— Start of EXTRACTED ENTRIES —

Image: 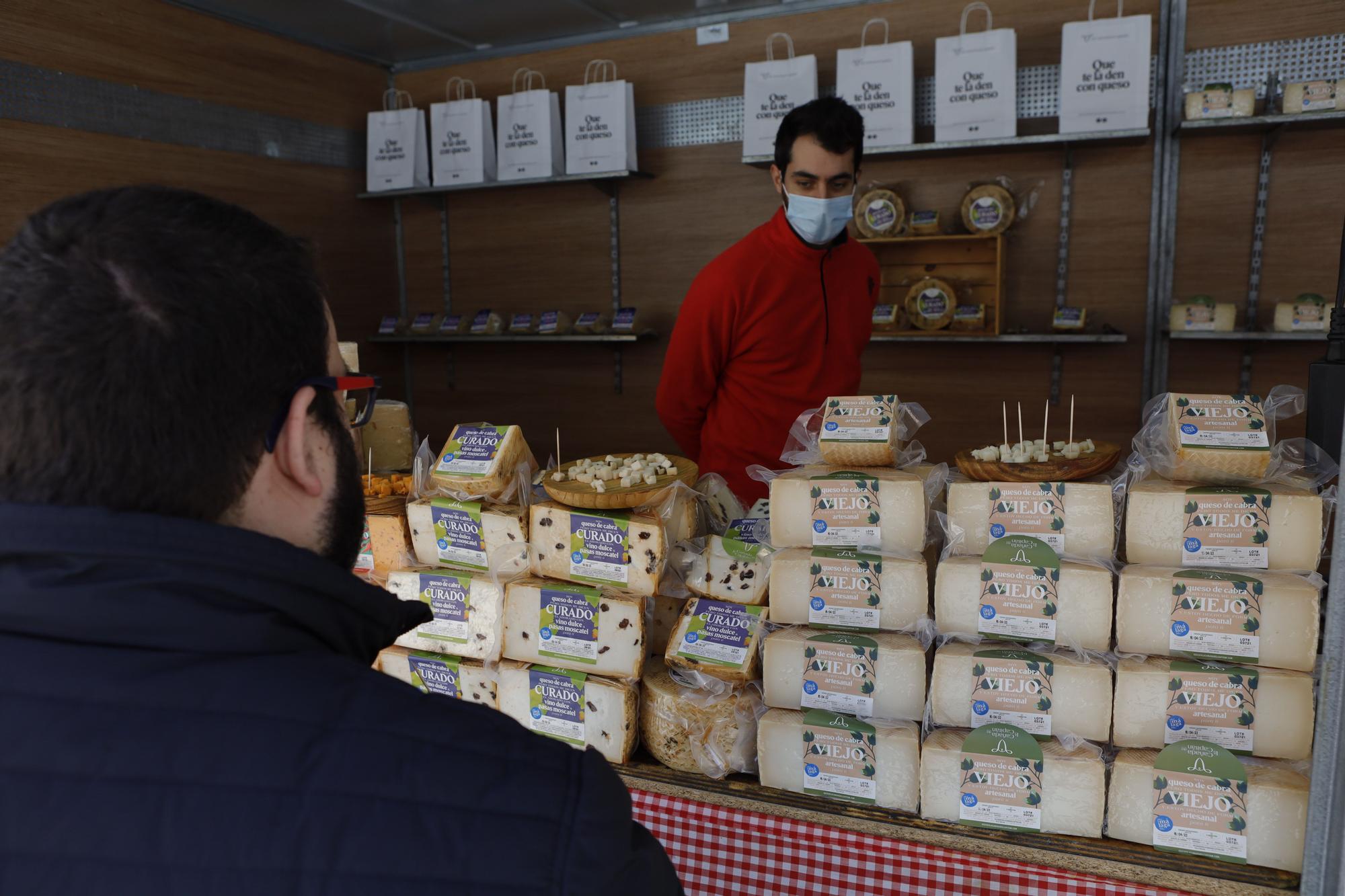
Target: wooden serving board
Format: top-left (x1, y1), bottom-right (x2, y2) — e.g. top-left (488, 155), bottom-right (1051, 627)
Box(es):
top-left (542, 451), bottom-right (701, 510)
top-left (954, 441), bottom-right (1120, 482)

— End of EXTRACTED ENTRIES —

__DIRECTIONS FOR THIS TASK__:
Please give the items above again, replacing "serving board" with "cheese board" and changing nothing else. Leave the pictures out of your answer.

__ANSWER TO THIS TASK__:
Image: 
Target: wooden cheese board
Format: top-left (x1, y1), bottom-right (x2, y2) — e.g. top-left (488, 155), bottom-right (1051, 627)
Box(es):
top-left (542, 451), bottom-right (701, 510)
top-left (954, 441), bottom-right (1120, 482)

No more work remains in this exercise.